→ PAGE EXCERPT

[Start of Attachment]

Background information
- Born: Erik Kristian Mantere 25 January 1949 Helsinki, Finland
- Died: 30 April 2007 (aged 58) Espoo, Finland
- Occupations: Musician, guitarist
- Instrument: Guitar

= Eeki Mantere =

Finnish musician (1949–2007)

Erik Kristian “Eeki” Mantere (25 January 1949 – 30 April 2007) was a Finnish musician who became famous in the 1970s as Viktor Kalborrek, soloist of the band Hullujussi.

He was born in Helsinki. After Hullujussi disbanded in 1976, Mantere continued to perform as Viktor Kalborrek until the new millennium, albeit mainly in restaurants, department stores and TV programs. Playing a character that strongly resembled Kalborrek, he acted in the Seppo Huunonen movie The Hair from 1974. In 1989, he played Kalborrek in a supporting role in the Visa Mäkinen film Screws on Loose. In the Juha Tapaninen movie, the Iskelmäprinssi from 1991, Mantere dropped the Kaborrek act and played an Italian fashion guru.

In addition to his acting skills, Mantere also worked as a guitarist, composer, lyricist. Under his artistic name, he released the album Synnyin kiertämään in 1987. Mantere also hosted several TV shows and did ads. One of Mantere's recurring characters in the ads was Kari Grandi, a Kalborrek-type figure. Mantere also provided voiceovers, such as his role of King Louie in the 90s remake of the Finnish sound track for the 1967 Disney movie The Jungle Book.

Mantere's last acting job was in his role on the TV show Romano-tv, which was broadcast by YLE TV1.

Mantere died of pneumonia at the age of 58 in 2007 in Jorvi Hospital in Espoo, Finland.

[End of Attachment]

→ RECORD EXCERPTS
[Start of Attachment]

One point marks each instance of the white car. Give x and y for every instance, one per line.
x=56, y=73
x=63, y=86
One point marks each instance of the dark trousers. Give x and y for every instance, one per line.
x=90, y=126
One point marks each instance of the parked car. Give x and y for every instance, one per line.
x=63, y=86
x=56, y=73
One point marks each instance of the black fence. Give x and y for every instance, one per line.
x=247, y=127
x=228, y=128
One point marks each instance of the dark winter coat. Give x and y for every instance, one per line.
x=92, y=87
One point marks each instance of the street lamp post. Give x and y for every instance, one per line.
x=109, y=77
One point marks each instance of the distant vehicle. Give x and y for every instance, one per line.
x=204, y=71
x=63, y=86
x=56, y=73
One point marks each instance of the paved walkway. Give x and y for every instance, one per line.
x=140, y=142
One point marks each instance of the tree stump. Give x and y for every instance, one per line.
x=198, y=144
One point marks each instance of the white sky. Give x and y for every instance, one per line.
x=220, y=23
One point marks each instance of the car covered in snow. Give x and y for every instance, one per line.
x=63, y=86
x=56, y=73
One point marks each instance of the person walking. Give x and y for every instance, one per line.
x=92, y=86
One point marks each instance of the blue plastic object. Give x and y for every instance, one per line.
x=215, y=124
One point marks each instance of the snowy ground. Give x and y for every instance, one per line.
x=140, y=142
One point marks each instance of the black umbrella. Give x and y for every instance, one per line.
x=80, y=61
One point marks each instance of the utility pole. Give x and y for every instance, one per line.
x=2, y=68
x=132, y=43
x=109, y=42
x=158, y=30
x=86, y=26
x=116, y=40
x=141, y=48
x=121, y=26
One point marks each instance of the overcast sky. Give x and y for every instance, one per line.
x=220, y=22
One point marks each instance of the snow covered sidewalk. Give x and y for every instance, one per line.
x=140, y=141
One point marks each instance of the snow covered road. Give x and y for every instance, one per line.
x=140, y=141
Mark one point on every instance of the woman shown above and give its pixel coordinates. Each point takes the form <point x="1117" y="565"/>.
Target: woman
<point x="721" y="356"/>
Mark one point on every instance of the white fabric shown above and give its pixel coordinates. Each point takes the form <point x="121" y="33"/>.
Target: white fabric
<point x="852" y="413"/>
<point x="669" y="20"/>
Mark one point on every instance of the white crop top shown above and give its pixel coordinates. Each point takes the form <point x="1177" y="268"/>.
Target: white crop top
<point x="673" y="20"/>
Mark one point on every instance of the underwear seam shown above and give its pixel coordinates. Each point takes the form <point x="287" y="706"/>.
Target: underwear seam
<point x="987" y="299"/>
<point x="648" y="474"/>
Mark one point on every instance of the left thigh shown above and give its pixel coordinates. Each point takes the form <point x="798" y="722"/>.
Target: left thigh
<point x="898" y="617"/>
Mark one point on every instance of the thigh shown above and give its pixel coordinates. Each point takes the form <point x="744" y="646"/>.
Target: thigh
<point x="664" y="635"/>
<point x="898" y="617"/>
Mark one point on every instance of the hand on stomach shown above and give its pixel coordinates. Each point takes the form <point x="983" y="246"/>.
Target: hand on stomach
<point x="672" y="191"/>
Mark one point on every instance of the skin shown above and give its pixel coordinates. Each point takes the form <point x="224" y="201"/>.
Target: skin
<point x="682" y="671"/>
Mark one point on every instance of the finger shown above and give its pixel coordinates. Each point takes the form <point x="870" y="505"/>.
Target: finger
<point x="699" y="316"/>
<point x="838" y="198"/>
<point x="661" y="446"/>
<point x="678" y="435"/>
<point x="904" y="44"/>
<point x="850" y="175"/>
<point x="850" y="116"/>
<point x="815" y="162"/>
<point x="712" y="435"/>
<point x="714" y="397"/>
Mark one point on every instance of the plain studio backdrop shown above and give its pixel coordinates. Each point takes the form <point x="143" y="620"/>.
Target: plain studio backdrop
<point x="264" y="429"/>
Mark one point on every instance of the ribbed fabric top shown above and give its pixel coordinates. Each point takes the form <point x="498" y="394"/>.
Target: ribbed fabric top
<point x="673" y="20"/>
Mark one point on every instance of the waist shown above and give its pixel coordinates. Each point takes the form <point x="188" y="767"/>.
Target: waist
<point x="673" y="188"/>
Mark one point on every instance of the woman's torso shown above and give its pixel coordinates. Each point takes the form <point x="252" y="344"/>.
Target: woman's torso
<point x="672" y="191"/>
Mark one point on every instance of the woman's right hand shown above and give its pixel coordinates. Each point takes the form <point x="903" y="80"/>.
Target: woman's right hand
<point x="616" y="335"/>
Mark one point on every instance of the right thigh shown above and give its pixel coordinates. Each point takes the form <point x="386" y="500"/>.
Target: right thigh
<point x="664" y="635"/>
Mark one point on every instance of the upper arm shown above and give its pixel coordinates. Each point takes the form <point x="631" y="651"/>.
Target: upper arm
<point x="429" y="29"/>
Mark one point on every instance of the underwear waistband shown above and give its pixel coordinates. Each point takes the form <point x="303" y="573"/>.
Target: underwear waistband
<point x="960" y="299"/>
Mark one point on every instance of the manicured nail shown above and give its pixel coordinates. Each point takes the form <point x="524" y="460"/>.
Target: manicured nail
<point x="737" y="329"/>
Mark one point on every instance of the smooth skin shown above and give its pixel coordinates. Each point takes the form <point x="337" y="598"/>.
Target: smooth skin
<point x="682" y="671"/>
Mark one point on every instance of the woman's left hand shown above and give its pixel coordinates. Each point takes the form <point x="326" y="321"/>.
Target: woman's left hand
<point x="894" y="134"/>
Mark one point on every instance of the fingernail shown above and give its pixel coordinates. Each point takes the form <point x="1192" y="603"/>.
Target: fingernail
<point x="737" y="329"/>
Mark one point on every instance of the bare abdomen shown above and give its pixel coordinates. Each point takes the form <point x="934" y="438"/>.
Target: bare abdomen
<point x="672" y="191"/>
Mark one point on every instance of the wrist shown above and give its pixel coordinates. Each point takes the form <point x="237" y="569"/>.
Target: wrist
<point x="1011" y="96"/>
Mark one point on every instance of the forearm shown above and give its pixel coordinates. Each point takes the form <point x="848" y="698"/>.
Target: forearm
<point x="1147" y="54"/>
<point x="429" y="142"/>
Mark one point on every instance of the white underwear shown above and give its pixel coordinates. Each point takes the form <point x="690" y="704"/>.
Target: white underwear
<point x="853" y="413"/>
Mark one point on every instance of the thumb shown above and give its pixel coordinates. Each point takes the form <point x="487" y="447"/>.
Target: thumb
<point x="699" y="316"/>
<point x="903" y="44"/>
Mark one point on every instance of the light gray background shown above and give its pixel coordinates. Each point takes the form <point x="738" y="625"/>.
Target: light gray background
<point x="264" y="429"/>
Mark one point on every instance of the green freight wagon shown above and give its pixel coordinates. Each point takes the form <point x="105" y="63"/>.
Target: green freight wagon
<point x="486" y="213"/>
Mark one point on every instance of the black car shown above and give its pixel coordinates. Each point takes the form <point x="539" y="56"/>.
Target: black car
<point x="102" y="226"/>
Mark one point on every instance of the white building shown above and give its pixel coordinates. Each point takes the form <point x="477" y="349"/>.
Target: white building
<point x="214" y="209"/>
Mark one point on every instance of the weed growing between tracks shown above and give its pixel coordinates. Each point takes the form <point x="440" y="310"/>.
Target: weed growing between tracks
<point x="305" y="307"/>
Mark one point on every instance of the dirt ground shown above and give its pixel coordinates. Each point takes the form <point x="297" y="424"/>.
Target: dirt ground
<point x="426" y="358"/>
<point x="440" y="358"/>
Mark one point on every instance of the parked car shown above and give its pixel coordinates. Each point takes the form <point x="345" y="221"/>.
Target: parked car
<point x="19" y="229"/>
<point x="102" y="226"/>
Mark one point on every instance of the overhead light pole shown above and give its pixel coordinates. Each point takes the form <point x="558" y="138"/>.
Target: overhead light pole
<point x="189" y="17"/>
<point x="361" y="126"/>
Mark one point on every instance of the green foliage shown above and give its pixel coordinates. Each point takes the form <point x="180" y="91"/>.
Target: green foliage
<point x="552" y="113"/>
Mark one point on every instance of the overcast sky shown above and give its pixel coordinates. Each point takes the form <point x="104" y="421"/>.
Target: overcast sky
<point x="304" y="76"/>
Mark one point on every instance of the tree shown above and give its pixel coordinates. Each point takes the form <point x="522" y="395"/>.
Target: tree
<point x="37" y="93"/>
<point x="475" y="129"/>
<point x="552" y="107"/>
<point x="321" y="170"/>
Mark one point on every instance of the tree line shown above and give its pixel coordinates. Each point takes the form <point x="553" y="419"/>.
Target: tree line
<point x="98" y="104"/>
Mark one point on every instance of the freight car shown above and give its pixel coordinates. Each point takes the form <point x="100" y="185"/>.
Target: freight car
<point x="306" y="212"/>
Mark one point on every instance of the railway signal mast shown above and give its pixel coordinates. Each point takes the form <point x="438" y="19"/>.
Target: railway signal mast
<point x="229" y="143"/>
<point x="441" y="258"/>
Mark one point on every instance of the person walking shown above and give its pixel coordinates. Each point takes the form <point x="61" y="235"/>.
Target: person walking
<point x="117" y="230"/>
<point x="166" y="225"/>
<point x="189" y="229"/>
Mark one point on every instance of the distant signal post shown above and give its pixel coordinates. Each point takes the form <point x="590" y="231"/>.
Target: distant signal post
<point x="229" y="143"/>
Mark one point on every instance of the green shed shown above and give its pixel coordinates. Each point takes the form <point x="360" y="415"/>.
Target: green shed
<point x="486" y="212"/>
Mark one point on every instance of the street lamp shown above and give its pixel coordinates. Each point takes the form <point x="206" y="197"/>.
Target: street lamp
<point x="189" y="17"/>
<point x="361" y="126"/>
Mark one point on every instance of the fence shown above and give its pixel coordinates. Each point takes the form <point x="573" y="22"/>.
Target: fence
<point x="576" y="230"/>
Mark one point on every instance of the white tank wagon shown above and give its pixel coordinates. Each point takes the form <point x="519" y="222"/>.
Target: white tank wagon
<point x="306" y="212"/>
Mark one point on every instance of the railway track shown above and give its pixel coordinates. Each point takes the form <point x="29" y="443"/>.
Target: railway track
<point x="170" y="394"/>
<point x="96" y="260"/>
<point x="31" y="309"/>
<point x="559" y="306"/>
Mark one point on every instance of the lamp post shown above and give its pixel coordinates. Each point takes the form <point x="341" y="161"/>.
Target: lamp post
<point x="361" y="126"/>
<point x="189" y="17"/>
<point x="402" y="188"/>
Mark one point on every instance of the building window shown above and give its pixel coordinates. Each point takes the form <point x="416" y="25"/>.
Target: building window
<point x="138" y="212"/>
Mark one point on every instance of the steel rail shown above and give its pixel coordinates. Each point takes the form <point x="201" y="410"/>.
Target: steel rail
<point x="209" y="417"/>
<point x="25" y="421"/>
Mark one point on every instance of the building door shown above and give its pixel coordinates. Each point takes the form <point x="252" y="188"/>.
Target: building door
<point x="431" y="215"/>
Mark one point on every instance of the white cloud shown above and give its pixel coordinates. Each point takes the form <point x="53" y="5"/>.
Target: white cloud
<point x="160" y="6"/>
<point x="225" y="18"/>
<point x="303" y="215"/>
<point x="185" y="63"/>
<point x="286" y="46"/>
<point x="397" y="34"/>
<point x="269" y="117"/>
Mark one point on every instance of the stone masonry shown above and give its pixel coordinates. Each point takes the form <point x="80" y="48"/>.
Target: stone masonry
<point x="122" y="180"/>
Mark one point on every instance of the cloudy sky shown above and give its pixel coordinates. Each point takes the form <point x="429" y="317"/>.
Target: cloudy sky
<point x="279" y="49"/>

[End of Attachment]

→ AIM OF THE TASK
Reproduce the Eeki Mantere excerpt word for word from "In addition to" to "by YLE TV1.". The lines are separate from the Eeki Mantere excerpt.

→ ANSWER TO THE EXERCISE
In addition to his acting skills, Mantere also worked as a guitarist, composer, lyricist. Under his artistic name, he released the album Synnyin kiertämään in 1987. Mantere also hosted several TV shows and did ads. One of Mantere's recurring characters in the ads was Kari Grandi, a Kalborrek-type figure. Mantere also provided voiceovers, such as his role of King Louie in the 90s remake of the Finnish sound track for the 1967 Disney movie The Jungle Book.

Mantere's last acting job was in his role on the TV show Romano-tv, which was broadcast by YLE TV1.